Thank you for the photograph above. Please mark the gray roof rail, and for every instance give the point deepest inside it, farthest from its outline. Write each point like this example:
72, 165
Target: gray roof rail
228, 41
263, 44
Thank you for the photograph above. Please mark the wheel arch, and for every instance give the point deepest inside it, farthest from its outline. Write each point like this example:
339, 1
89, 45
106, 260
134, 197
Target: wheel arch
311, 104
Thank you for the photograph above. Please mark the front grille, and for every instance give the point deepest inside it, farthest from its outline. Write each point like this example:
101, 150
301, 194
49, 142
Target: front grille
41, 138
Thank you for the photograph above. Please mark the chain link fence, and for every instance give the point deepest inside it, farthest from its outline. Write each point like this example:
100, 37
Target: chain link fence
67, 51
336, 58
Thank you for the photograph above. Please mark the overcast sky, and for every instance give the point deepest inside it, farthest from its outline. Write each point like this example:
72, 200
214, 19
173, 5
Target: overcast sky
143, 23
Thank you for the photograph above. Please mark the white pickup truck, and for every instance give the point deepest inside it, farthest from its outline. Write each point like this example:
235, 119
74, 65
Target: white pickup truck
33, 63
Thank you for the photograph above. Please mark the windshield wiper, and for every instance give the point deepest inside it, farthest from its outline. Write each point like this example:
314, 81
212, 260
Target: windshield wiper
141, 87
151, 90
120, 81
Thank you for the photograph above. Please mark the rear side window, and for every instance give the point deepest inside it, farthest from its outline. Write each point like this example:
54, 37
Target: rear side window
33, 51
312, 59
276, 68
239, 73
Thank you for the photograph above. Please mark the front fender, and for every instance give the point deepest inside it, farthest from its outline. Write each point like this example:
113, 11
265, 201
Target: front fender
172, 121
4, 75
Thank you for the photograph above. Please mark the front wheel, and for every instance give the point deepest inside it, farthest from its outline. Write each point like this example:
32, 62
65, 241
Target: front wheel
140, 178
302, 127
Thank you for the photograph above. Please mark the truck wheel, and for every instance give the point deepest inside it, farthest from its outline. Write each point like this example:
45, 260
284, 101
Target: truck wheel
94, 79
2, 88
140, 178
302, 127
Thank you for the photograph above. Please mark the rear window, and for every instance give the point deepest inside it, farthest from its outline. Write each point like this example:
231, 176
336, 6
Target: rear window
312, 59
====
## Exercise requirements
Reproduce the records above with every character intact.

## Task response
Thank you for the photograph above. Please mark the gray roof rail, and for every instance give the point deepest inside it, farthest from its outline. Write each point like this example:
72, 165
Target: gray roof rail
228, 41
263, 44
Thank you for the photograph above. Please mark the wheel arch, and for every instance give the point deepest inside it, farthest from its outline. Write each point like this example:
339, 1
89, 45
106, 260
134, 197
Target: wheel arch
311, 104
Thank you for the photograph above. Please mark the front grille, and for every instance give the point deepest inside it, farthest from its outline. Write each point like this example:
101, 150
301, 194
49, 142
Target: front grille
41, 138
Thank you for the photograph above. Please mark the chain link fence, and for every instance give the point deepest inside it, farthest from its outline. Write each point like this example:
100, 37
Target: chain link fence
67, 51
336, 58
Thank you for the photograph above. Please mark the overcast sky, and for every instance give the point deepest inside it, farthest from its outline. Write each point like this example:
72, 200
214, 19
173, 5
Target: overcast sky
143, 23
Thank you for the photograph above. Please mark the white pickup truck, and for every instance give the point deepest inside it, farthest from its outline. Write each point like this example:
235, 119
74, 65
Target: white pickup truck
33, 63
Thank you for the photograph above. Please mark the windshield wiper, and for every instance give the point deepest inside it, farthest from its outline. Write each point like this example:
314, 81
212, 260
Target: windshield wiper
141, 87
151, 90
120, 81
Thank you for the photograph above. Please mark the rear side window, and for every instance give the point deepest inside it, farthest from its outline. Write each point like this example:
54, 37
Target: rear side window
33, 51
312, 59
276, 68
239, 73
Thank you for the photograph above. Please mark the front fender, and for every instance give the point deepest inside it, farthest from its outline. Write each point like this example:
113, 11
265, 201
Target: front fender
172, 121
4, 75
Thank you for the photograph above. Please mark the front wheel, and for every instance give the point deepest inside it, farthest from its outline. Write each point like this example:
32, 62
65, 241
Target: front wheel
140, 178
302, 127
Thank you for the photograph above. Please mark the truck wheel, and for every instance give the point deepest inside it, farthest from its outline. Write each point like this example:
45, 260
284, 101
Target: truck wheel
94, 79
2, 88
140, 178
302, 127
Thank you for the photograph above. Please mark the rear window, and for every instance give the point deepest inside it, farthest from its outline. Write each point like this example:
231, 176
336, 6
Target: rear window
312, 59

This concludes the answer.